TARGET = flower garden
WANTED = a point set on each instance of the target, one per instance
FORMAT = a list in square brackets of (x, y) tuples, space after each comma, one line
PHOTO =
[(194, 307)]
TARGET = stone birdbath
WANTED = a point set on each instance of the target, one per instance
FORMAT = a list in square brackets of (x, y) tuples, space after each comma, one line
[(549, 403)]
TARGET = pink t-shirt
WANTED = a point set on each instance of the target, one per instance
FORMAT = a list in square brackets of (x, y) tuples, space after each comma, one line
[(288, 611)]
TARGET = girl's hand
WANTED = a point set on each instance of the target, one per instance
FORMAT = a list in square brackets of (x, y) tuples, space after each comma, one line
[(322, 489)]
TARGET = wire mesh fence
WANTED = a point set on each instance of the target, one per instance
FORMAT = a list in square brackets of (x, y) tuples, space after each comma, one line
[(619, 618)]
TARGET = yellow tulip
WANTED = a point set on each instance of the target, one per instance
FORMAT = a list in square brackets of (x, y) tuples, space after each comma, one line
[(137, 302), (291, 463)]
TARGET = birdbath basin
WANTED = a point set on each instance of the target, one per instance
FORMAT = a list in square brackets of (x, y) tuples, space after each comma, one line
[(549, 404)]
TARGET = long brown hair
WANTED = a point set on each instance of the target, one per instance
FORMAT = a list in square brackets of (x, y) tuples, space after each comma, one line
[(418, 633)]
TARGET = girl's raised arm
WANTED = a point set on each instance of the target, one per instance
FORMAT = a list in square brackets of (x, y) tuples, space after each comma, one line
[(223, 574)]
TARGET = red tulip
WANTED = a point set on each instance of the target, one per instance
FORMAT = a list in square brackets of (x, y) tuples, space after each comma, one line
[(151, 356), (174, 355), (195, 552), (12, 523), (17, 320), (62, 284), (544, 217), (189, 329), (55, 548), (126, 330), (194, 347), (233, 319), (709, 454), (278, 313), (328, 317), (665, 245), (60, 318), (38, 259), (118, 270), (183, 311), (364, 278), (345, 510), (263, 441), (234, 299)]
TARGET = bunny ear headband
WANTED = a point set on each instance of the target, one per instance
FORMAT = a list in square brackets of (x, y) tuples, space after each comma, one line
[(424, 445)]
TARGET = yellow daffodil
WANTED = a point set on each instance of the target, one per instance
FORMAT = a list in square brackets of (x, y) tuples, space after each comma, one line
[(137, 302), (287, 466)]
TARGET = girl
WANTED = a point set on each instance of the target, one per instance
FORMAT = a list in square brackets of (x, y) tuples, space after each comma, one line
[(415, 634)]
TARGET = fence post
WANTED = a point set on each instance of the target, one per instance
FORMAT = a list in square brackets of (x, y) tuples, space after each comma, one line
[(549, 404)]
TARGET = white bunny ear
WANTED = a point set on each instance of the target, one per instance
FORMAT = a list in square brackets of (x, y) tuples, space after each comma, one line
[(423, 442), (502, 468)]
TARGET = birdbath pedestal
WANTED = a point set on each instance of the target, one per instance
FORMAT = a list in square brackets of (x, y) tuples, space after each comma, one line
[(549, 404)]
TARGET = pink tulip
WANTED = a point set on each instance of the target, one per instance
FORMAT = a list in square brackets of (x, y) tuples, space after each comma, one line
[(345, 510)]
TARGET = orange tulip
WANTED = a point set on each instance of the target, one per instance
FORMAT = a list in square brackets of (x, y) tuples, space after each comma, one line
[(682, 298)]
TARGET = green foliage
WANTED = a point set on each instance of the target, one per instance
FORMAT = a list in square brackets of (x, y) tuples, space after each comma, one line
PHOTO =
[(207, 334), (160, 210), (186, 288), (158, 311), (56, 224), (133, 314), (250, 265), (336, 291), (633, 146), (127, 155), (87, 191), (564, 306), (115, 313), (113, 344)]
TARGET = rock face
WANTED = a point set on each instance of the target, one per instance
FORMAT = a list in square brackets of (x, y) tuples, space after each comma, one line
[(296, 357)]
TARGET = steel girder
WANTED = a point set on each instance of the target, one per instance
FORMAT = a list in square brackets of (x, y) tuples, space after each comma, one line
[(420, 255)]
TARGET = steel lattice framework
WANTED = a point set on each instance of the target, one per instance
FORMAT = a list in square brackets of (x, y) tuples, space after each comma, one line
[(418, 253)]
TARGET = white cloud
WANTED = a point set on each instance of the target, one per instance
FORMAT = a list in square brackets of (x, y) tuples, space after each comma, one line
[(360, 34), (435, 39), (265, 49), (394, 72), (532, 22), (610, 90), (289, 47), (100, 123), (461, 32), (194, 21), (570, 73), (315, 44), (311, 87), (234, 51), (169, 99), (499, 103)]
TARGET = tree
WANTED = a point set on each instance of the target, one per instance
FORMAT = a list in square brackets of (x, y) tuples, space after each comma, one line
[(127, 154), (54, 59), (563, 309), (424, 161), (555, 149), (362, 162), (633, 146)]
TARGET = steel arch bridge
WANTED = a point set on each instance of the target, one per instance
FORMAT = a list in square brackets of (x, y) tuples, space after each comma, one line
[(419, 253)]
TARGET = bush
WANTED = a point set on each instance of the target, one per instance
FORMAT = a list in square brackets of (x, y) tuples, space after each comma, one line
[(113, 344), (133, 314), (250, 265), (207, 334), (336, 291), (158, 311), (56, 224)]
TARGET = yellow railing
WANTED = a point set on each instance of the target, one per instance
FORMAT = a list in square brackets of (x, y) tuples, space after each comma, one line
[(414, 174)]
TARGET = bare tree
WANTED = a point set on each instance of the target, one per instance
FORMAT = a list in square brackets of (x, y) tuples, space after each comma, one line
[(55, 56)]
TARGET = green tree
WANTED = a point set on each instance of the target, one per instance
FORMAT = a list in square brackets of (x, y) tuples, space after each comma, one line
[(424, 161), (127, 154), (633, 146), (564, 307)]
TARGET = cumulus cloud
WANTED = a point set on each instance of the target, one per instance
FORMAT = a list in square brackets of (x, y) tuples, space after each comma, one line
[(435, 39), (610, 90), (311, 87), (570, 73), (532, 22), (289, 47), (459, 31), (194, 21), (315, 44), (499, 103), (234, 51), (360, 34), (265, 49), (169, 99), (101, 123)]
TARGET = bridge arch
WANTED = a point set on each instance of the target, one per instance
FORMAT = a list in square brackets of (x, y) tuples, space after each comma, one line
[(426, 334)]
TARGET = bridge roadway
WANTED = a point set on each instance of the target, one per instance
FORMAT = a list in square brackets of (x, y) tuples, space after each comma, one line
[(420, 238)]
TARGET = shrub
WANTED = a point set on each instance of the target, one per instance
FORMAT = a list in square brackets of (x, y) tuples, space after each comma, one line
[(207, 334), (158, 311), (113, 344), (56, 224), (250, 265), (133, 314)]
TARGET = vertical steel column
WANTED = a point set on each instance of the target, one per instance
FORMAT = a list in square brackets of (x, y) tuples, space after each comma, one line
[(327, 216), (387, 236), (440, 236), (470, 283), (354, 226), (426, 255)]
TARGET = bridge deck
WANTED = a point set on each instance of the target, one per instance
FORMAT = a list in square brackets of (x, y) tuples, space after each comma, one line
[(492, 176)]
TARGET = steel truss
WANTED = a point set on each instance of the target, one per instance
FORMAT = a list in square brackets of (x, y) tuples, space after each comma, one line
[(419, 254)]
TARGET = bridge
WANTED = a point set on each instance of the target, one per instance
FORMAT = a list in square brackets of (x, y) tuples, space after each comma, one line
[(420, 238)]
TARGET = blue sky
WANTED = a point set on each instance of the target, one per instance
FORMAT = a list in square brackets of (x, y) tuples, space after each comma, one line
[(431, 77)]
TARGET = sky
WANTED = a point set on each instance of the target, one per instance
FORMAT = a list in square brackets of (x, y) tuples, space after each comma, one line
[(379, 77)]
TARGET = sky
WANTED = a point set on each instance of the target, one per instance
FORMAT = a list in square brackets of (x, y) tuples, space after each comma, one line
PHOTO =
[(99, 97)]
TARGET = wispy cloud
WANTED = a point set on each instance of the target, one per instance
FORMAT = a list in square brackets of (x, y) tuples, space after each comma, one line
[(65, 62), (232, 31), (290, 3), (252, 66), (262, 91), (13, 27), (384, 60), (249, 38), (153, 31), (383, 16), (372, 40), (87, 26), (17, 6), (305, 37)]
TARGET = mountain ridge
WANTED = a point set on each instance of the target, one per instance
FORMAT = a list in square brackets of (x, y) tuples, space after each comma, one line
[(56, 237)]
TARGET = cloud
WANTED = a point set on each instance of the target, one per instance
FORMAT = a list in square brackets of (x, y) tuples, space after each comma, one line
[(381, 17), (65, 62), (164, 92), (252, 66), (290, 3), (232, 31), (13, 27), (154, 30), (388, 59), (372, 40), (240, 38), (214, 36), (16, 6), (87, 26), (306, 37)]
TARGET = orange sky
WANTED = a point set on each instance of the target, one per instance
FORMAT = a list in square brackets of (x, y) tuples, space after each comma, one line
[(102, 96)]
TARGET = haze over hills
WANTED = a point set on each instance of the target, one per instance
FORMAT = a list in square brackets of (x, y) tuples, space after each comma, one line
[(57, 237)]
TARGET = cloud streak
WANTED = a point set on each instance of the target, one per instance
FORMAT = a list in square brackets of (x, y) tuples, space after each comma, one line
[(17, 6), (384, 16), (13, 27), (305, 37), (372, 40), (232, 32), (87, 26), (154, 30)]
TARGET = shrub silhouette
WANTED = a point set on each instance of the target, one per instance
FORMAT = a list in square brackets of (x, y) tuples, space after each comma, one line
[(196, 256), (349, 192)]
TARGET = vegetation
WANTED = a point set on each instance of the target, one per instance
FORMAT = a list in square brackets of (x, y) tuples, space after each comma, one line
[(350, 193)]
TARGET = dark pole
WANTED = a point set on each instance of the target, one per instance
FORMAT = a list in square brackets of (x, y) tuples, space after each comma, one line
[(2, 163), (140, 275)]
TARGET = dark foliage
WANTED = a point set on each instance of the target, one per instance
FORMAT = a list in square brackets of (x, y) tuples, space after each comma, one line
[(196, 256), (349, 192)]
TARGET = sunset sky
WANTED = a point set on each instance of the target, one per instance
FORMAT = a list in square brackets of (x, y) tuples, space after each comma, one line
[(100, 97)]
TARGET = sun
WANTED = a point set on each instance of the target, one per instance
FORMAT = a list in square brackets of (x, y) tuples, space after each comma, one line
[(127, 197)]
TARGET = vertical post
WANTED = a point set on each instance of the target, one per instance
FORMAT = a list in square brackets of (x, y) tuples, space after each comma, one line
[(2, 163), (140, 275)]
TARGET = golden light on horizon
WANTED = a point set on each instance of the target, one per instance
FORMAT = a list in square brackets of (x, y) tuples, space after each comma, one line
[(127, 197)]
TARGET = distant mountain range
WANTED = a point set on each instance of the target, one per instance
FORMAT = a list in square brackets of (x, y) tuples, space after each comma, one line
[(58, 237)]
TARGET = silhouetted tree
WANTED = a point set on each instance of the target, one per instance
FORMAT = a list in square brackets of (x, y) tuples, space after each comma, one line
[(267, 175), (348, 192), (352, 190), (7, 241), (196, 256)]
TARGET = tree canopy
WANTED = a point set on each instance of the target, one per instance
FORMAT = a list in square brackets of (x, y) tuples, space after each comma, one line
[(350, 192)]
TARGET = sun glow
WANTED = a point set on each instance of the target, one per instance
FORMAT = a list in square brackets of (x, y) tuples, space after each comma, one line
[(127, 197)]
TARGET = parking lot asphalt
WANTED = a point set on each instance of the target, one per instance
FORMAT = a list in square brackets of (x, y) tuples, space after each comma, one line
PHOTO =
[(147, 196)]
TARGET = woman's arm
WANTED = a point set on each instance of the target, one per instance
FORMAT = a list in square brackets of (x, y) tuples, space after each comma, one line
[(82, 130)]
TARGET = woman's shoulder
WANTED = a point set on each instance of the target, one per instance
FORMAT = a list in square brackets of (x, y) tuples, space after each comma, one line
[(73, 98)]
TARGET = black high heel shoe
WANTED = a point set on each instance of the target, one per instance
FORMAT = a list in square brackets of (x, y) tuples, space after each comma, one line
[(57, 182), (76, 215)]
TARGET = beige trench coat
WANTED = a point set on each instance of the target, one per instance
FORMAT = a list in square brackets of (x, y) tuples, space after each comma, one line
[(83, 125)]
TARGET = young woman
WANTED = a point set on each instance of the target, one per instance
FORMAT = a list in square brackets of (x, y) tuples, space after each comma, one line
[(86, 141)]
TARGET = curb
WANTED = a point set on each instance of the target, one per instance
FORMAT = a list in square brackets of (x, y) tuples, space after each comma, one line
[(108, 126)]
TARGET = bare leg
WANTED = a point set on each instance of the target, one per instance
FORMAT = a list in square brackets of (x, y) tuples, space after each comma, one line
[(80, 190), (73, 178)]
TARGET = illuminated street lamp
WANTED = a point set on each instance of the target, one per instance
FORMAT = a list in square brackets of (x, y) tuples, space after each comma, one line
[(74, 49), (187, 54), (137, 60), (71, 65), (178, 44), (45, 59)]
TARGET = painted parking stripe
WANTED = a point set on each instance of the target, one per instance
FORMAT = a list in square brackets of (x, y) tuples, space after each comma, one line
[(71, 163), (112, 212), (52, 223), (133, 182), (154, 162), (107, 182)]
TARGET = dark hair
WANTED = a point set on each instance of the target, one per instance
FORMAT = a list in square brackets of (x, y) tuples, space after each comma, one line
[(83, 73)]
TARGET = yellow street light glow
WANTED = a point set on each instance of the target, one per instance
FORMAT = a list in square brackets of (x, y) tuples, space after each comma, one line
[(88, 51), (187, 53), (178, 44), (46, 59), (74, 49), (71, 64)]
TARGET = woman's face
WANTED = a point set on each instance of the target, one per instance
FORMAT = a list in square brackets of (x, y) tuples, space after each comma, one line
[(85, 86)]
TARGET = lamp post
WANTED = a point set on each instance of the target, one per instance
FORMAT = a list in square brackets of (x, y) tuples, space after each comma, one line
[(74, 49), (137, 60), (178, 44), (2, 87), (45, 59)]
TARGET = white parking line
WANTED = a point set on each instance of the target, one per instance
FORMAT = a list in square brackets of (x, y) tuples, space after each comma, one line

++++++++++++++++++++

▶ [Aim]: Give again, unchanged, everything in the records from the start down through the line that contains "[(137, 302), (291, 463)]".

▶ [The answer]:
TARGET = flower garden
WANTED = a point set on each instance of the target, one per instance
FORMAT = a list in square brackets of (x, y) tuples, space after each comma, one line
PHOTO =
[(194, 307)]
TARGET = stone birdbath
WANTED = a point set on each instance of the target, one per instance
FORMAT = a list in square brackets of (x, y) tuples, space after each comma, one line
[(549, 403)]
TARGET = pink t-shirt
WANTED = a point set on each instance of the target, one per instance
FORMAT = a list in square brackets of (x, y) tuples, space after each comma, one line
[(288, 611)]
TARGET = girl's hand
WANTED = a point set on each instance of the target, one per instance
FORMAT = a list in square brackets of (x, y) tuples, space after each comma, one line
[(322, 489)]
TARGET = wire mesh fence
WANTED = a point set on each instance of the target, one per instance
FORMAT = a list in square brackets of (x, y) tuples, space after each comma, one line
[(619, 618)]
TARGET = yellow tulip
WANTED = a point set on each instance of the target, one per instance
FORMAT = a list in square brackets of (x, y) tuples, space after each comma, one line
[(137, 302), (291, 463)]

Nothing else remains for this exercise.